Data records: Begin

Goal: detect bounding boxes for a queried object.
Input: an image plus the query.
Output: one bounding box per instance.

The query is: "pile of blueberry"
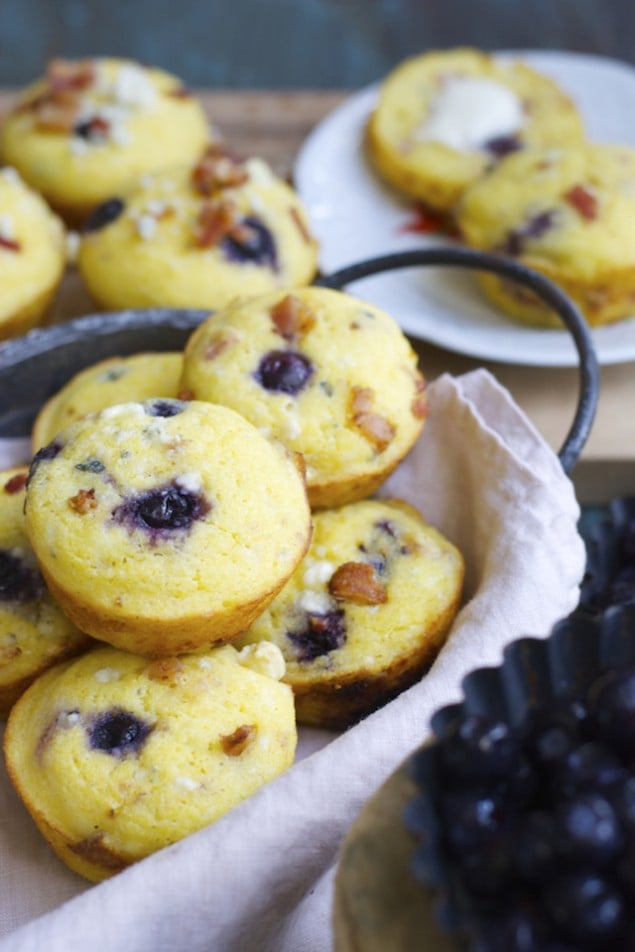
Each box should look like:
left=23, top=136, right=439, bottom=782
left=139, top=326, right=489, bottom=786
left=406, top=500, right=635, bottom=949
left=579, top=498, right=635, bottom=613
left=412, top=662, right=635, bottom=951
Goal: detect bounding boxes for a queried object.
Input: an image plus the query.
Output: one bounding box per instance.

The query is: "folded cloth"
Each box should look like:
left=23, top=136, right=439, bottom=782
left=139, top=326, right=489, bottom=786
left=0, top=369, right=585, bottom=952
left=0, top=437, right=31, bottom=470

Data records: End

Some lines in the records above contain "query". Count them and give the number only.

Exercise solution
4